Job – Copy the material below word for word, starting at its first line and ending at the line containing "pixel 528 684". Include both of those lines.

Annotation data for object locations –
☆ ☆ ☆ ☆ ☆
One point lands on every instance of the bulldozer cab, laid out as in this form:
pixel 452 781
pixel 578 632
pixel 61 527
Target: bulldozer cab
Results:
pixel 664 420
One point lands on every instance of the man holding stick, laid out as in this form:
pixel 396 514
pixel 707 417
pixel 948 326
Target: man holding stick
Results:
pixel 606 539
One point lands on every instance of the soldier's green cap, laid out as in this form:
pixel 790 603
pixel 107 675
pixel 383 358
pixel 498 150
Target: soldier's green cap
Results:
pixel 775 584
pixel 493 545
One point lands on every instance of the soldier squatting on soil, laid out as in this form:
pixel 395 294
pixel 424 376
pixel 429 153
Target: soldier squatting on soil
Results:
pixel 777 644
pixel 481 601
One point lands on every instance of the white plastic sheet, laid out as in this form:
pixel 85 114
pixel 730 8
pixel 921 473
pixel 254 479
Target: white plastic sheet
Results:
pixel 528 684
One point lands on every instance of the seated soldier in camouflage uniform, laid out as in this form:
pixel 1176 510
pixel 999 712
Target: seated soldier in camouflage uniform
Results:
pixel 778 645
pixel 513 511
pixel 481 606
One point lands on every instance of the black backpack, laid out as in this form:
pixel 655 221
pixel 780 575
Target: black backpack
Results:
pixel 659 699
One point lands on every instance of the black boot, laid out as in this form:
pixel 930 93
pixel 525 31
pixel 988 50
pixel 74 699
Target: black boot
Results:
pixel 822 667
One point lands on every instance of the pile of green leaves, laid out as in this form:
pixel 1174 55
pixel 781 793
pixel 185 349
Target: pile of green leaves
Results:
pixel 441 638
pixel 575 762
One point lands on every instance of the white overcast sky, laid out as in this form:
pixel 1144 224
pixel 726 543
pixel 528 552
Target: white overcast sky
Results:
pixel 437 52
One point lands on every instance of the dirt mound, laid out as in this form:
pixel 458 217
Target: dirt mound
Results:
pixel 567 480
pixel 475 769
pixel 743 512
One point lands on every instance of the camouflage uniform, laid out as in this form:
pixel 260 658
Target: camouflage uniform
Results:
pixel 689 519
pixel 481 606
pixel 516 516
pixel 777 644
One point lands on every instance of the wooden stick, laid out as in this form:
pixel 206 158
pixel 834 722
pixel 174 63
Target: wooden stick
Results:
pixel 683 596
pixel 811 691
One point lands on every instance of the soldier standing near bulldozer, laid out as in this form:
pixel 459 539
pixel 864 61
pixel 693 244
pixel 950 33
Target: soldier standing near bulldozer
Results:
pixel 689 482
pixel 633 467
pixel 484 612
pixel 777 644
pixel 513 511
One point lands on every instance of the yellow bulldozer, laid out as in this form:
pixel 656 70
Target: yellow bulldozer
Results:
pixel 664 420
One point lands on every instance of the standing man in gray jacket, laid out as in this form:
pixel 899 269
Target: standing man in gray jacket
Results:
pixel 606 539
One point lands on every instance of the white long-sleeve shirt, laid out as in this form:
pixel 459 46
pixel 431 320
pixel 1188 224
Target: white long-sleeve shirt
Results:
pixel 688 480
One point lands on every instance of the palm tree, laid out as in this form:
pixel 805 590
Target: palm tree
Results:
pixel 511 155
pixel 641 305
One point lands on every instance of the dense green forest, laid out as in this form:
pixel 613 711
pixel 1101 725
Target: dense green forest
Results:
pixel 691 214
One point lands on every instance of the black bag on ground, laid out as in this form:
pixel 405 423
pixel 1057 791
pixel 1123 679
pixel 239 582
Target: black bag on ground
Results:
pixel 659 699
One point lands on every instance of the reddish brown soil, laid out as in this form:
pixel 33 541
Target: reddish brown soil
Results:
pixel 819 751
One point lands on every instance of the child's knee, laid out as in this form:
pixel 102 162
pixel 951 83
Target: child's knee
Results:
☆ ☆ ☆ ☆ ☆
In response –
One point lands on every instance of the bulldozer cab, laid out as in this form:
pixel 452 781
pixel 578 632
pixel 61 527
Target: bulldozer cab
Results:
pixel 664 420
One point lands on every instance of the man holding stick, laid out as in this form:
pixel 396 514
pixel 707 417
pixel 948 326
Target: man holding stick
Results:
pixel 606 539
One point lands on every instance of the soldier's green cap, laid out as in this form:
pixel 790 603
pixel 107 675
pixel 383 358
pixel 498 150
Target: soldier's green cap
Results:
pixel 775 584
pixel 493 545
One point lands on every instance of the soldier squatting on soil, laid out as in this form:
pixel 395 294
pixel 424 376
pixel 429 153
Target: soldier squatting on soil
Results:
pixel 777 644
pixel 481 601
One point lands on every instance of the white plastic sheet, laid out as in this form:
pixel 85 114
pixel 730 8
pixel 921 473
pixel 254 479
Target: white plastic sheet
Results:
pixel 528 684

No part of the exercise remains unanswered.